Set problem »
Can you give all the records again without altering a single character?

[Begin Record list]

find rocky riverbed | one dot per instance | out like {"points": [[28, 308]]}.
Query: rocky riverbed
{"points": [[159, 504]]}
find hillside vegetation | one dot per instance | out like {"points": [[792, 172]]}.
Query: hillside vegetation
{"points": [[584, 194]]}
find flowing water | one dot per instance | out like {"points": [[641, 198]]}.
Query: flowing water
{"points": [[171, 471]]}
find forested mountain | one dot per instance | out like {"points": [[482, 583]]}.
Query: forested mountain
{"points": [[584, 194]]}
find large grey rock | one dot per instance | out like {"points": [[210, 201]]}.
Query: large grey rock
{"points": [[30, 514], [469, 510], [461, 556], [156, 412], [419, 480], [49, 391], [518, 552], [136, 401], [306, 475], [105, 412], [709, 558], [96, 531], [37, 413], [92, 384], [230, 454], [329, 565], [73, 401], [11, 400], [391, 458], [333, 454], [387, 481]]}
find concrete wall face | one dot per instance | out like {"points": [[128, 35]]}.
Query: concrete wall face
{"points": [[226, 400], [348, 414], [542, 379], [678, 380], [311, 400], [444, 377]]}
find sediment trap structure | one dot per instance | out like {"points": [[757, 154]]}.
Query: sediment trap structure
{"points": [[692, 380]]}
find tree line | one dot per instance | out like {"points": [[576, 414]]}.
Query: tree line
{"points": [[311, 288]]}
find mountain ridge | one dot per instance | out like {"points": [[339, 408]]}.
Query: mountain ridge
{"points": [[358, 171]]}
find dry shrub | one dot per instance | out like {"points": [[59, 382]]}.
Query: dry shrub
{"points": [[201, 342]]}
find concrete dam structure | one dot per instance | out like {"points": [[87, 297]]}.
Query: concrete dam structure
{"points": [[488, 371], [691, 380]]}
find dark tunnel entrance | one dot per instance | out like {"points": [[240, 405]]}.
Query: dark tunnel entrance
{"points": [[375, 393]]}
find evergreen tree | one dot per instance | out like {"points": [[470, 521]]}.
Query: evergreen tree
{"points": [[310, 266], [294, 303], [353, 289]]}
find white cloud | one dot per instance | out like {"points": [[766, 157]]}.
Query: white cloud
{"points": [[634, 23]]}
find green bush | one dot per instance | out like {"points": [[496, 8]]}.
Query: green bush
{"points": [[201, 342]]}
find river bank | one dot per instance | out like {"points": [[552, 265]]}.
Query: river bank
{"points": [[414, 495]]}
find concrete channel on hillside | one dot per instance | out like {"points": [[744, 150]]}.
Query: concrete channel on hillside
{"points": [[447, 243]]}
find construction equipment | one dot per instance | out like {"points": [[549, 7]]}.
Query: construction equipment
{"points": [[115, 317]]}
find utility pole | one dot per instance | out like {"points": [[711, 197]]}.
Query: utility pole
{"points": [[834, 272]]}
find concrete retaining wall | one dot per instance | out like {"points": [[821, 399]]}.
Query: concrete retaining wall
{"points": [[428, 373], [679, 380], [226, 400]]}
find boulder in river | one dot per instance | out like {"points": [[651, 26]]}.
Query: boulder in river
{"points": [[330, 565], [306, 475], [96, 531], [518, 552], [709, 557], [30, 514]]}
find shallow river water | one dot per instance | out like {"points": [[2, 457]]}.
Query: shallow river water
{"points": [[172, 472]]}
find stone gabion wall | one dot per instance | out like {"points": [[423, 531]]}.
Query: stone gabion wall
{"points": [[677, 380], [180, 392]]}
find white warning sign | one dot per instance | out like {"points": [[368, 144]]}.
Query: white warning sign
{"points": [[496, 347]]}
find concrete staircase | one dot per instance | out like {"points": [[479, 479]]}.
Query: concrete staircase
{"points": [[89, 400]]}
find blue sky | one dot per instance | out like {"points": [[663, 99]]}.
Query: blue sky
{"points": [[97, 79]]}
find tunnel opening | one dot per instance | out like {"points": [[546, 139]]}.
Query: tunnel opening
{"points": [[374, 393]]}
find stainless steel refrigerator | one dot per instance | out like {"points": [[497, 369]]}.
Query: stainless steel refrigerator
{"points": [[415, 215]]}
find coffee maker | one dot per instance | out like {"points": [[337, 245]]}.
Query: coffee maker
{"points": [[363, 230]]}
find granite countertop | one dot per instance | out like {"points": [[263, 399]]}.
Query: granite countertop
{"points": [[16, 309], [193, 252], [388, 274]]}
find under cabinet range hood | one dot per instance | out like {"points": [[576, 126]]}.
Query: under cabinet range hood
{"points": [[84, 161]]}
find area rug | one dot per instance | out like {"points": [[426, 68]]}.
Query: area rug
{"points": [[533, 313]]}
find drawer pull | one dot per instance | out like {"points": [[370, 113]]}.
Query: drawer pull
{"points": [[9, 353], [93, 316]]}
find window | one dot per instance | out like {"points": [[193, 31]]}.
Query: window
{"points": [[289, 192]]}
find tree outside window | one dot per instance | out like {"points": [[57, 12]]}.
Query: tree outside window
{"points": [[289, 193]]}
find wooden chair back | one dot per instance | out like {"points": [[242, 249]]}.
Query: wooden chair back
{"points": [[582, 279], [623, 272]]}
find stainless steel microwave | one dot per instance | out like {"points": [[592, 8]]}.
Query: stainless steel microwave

[End Record list]

Response below »
find rocky riverbed | one dot per instance | out like {"points": [[28, 308]]}.
Query: rocky riverbed
{"points": [[159, 504]]}
find hillside vegetation | one dot per instance | out like {"points": [[792, 172]]}.
Query: hillside vegetation
{"points": [[584, 194]]}
find flowing water | one dot per instance | out like {"points": [[641, 198]]}.
Query: flowing water
{"points": [[171, 471]]}
find forested mountain | one dot per instance | out like {"points": [[482, 583]]}.
Query: forested mountain
{"points": [[584, 194]]}
find large grey rock | one dot per instance | out like {"points": [[210, 201]]}.
Query: large grey rock
{"points": [[30, 514], [469, 510], [461, 556], [156, 412], [419, 480], [49, 391], [518, 552], [136, 401], [306, 475], [105, 412], [709, 558], [96, 531], [37, 413], [92, 384], [230, 454], [329, 565], [73, 401], [11, 400], [391, 458], [333, 454], [387, 481]]}
find concrete wall face | one dot per instance | out like {"points": [[128, 35]]}.
Query: concrete wall face
{"points": [[226, 400], [348, 414], [542, 379], [678, 380], [311, 400], [444, 377]]}
find sediment trap structure | one dot per instance | out like {"points": [[757, 154]]}.
Query: sediment trap structure
{"points": [[692, 380]]}
find tree line | one dot per instance | out like {"points": [[576, 414]]}.
Query: tree line
{"points": [[311, 288]]}
find mountain ridge | one dot per instance | out like {"points": [[339, 408]]}.
Query: mountain ridge
{"points": [[358, 171]]}
find dry shrub | one dot per instance | out like {"points": [[59, 382]]}.
Query: dry shrub
{"points": [[201, 342]]}
find concrete dam structure | one dot per instance | out like {"points": [[87, 297]]}.
Query: concrete dam structure
{"points": [[488, 371], [691, 380]]}
find dark tunnel entrance | one dot per instance | out like {"points": [[240, 405]]}.
Query: dark tunnel entrance
{"points": [[375, 393]]}
find evergreen tree | one dot per instance | out like {"points": [[470, 521]]}.
Query: evergreen tree
{"points": [[310, 266], [294, 303], [353, 289]]}
find white cloud | one dot per instance | out like {"points": [[766, 157]]}.
Query: white cloud
{"points": [[634, 23]]}
find green bush | one dot per instance | out like {"points": [[496, 8]]}.
Query: green bush
{"points": [[201, 342]]}
find river bank | one dot per instance | out like {"points": [[552, 265]]}.
Query: river bank
{"points": [[414, 495]]}
find concrete channel on hillside | one dot per instance | out like {"points": [[744, 150]]}.
Query: concrete channel on hillside
{"points": [[447, 243]]}
find construction equipment | one dot per instance | out like {"points": [[549, 7]]}.
Query: construction equipment
{"points": [[115, 317]]}
find utility pole | one dot per instance | out like {"points": [[711, 197]]}.
Query: utility pole
{"points": [[834, 272]]}
find concrete retaining wall | one dot per instance | out like {"points": [[821, 399]]}.
Query: concrete retaining wall
{"points": [[428, 373], [679, 380], [226, 400]]}
find boulder in river | one dot per instance | out like {"points": [[651, 26]]}.
Query: boulder in river
{"points": [[330, 565], [306, 475], [96, 531], [518, 552], [709, 557], [30, 514]]}
find shallow river water | one dot per instance | out like {"points": [[2, 457]]}.
Query: shallow river water
{"points": [[172, 472]]}
find stone gabion wall | one dot per instance | out like {"points": [[423, 531]]}.
Query: stone gabion wall
{"points": [[677, 380], [180, 392]]}
find white warning sign | one dot per instance | out like {"points": [[368, 144]]}.
Query: white warning sign
{"points": [[496, 347]]}
find concrete staircase | one dot per instance | out like {"points": [[479, 479]]}.
Query: concrete staircase
{"points": [[89, 400]]}
find blue sky | one dot per instance | out like {"points": [[663, 99]]}.
Query: blue sky
{"points": [[97, 79]]}
find tunnel opening | one dot per instance | out like {"points": [[546, 139]]}.
Query: tunnel opening
{"points": [[374, 393]]}
find stainless steel refrigerator | one dot per instance | out like {"points": [[497, 369]]}.
Query: stainless steel refrigerator
{"points": [[415, 215]]}
find coffee maker | one dot per instance | out like {"points": [[337, 245]]}.
Query: coffee maker
{"points": [[363, 230]]}
find granite countertop | one dot per instance | out like {"points": [[263, 399]]}.
Query: granite countertop
{"points": [[16, 309], [193, 252], [388, 274]]}
find under cabinet range hood | one dot per instance | out like {"points": [[576, 126]]}.
Query: under cabinet range hood
{"points": [[84, 161]]}
find area rug | one dot per instance | out like {"points": [[426, 68]]}.
Query: area rug
{"points": [[533, 313]]}
find drawer pull | one dot per instance | out like {"points": [[370, 113]]}.
Query: drawer pull
{"points": [[9, 353], [93, 316]]}
find window | one dot per instance | out like {"points": [[193, 31]]}.
Query: window
{"points": [[289, 192]]}
find tree outside window | one dot per instance | out like {"points": [[57, 12]]}.
Query: tree outside window
{"points": [[289, 193]]}
find wooden chair back | one dot per instance | out like {"points": [[242, 249]]}.
Query: wooden chair back
{"points": [[582, 279], [623, 272]]}
find stainless steel microwave | one dot per instance | out like {"points": [[592, 8]]}.
Query: stainless steel microwave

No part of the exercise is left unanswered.